## Trecho selecionado
"""

Norambuena foi extraditado ao Chile em agosto de 2019, depois que o governo chileno se comprometeu a aceitar a condição imposta pelo Supremo Tribunal Federal (STF) de substituir a pena perpétua por uma prisão de, no máximo, 30 anos, como funciona no Brasil. Ele segue preso.

Em relatório apresentado à Corte, a Comissão Interamericana de Direitos Humanos (CIDH) pediu a condenação do Brasil pela violação dos direitos à integridade pessoal, às garantias judiciais e à proteção judicial. Segundo a Comissão, não houve justificativa plausível para a longa submissão de Norambuena ao regime e nem para a ineficácia dos recursos impetrados.

De acordo com o relatório, o RDD se enquadra em um “regime de reclusão em isolamento prolongado incompatível com a Convenção Americana”. Para a CIDH, a lei deve ser modificada, porque não é possível comprovar quais problemas “de segurança” são resolvidos com aplicação do regime.

O processo tramita na Corte IDH desde novembro de 2022 e está ainda nas fases iniciais – a última movimentação foi a notificação das partes, em 22 de março. Depois disso, ainda são necessárias a entrega de relatórios, realização de audiência pública e a apresentação das alegações finais escritas.

Julgarão o caso os juízes Ricardo C. Pérez Manrique, presidente (Uruguai); Humberto Antonio Sierra Porto, vice-presidente (Colômbia); Eduardo Ferrer Mac-Gregor Poisot (México), Nancy López (Costa Rica), Verónica Gomez (Argentina) e Patricia Pérez Goldberg (Chile). O juiz brasileiro Rodrigo Mudrovitsch não votará porque o regulamento da Corte não permite a participação em casos do país de origem.

Expectativa e possíveis efeitos

A professora de Direito Constitucional Carolina Cyrillo, coordenadora do Núcleo Interamericano de Direitos Humanos (NIDH) da Universidade Federal do Rio de Janeiro (UFRJ), tem a expectativa de que o Brasil será condenado neste caso. Se assim for, a Corte IDH deve exigir mudanças nas leis internas para adequação ou revogação do RDD.

"""

## Partes do exercício
1. Segundo o trecho selecionado, em que mês e ano Norambuena foi extraditado ao Chile?
2. Prossiga com o texto sobre o caso Norambuena a partir da última frase.
Não é preciso consultar o material.

## Material apresentado
"""

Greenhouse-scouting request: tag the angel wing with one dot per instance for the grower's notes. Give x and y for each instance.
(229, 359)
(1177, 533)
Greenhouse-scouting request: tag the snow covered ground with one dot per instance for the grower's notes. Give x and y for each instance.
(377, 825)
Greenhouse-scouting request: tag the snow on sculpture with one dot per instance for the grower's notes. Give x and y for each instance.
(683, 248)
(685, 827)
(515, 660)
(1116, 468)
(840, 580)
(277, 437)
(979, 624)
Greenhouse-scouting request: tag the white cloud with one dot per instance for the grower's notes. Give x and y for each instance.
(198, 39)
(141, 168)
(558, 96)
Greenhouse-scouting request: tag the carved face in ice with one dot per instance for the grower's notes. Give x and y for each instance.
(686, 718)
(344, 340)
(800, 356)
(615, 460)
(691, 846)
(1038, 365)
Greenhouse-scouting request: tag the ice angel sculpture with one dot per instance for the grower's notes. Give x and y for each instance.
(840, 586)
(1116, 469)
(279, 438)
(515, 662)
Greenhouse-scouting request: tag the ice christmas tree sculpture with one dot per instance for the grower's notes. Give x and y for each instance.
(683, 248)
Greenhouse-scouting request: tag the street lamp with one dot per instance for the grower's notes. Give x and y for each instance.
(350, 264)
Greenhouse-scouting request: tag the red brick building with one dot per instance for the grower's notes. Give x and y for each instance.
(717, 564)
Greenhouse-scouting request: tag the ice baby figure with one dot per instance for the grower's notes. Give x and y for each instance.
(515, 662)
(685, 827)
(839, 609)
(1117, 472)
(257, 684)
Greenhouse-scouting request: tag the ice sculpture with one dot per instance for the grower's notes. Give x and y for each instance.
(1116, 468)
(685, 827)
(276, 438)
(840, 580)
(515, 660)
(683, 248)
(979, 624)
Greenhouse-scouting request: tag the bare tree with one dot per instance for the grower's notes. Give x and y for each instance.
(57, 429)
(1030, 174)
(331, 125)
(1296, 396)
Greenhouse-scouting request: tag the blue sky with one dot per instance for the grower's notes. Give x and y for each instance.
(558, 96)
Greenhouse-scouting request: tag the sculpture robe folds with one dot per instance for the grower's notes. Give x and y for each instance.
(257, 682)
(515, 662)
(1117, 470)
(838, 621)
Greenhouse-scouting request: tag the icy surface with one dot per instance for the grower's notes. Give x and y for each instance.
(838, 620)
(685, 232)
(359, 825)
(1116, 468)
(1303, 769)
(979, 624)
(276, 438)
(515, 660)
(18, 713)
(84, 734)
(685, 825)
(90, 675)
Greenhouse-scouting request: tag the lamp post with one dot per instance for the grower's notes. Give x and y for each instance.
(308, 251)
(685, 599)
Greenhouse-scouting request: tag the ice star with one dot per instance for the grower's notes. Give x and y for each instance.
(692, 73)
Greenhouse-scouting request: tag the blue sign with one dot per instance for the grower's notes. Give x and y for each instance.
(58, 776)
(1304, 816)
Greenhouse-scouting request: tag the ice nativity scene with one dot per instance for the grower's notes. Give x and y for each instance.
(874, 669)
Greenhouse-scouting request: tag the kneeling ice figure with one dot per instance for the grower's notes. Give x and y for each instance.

"""

## Respostas por tarefa
1. Em agosto de 2019.

2.
“Não tenho dúvida de que o Brasil vai ser condenado. Provavelmente, a sentença será para adequar a norma interna e retirar todos os entulhos autoritários do nosso Código Penal. No entanto, imagino que, como todas as decisões do sistema interamericano, teremos dificuldade para cumpri-la, já que não temos um sistema eficiente de cumprimento das decisões obrigatórias. Este é mais um caso para superar esse desafio. Espero que, desta vez, tenhamos a compreensão de que assinamos um tratado e devemos cumpri-lo”.

Cyrillo classifica o RDD como uma “tortura legalizada” pelo Estado. “O sistema carcerário brasileiro, por si só, já implica tortura. Mantemos um sistema de tortura carcerária igual ao que se dava na época das ditaduras. Nenhum comportamento de um preso pode justificar um ato de tortura cometido pelo Estado. O regime diferenciado é, no fim, uma forma de legalizar a tortura”, diz.

Melina Fachin, professora da Universidade Federal do Paraná (UFPR) e coordenadora do Núcleo de Estudos em Sistemas de Direitos Humanos da instituição, também afirma que espera uma sentença contrária ao Brasil. Ela explica que o RDD é contrário às Regras de Mandela, o conjunto de normas estabelecidos pela ONU para o tratamento de presos e, portanto, fere a Convenção Americana.

“As Regras de Mandela são bastante claras, cuidadosas, ao estabelecer que esse tipo de confinamento só pode se dar em casos excepcionais, como último recurso, pelo menor prazo possível. Não pode ser imposto apenas pela sentença condenatória, sem estar sujeito a revisão. A Lei de Execução Penal tem possibilidades muito mais extensivas do que as Regras de Mandela preveem e, portanto, temos de fato uma inconvencionalidade desse tipo de regime. Imagino que a Corte vá tecer considerações sobre a necessidade de o Estado brasileiro adequar o seu tratamento penal interno, justamente porque a Corte já tem precedentes que consideram que detenções como a que o Norambuena foi submetido é um tratamento cruel, desumano e degradante”, comenta Fachin.

Para a professora da UFPR, mudanças necessárias a partir de uma eventual sentença devem ser feitas via controle de convencionalidade, por meio de recomendações do Conselho Nacional de Justiça, por exemplo, embora não seja o melhor caminho.

“O próprio Judiciário pode fazer as adequações, o controle de convencionalidade, à luz dos casos que possam chegar. Óbvio que o ideal seria que tivéssemos um debate legislativo sobre alterações na Lei de Execução Penal, mas infelizmente não vejo isso acontecendo, porque temos um Congresso que trabalha de uma maneira muito punitivista, vingativa, quando o assunto é Direito Penal. Eu, honestamente, pelo menos com essa configuração legislativa, não tenho muita esperança de um debate desses ir adiante”.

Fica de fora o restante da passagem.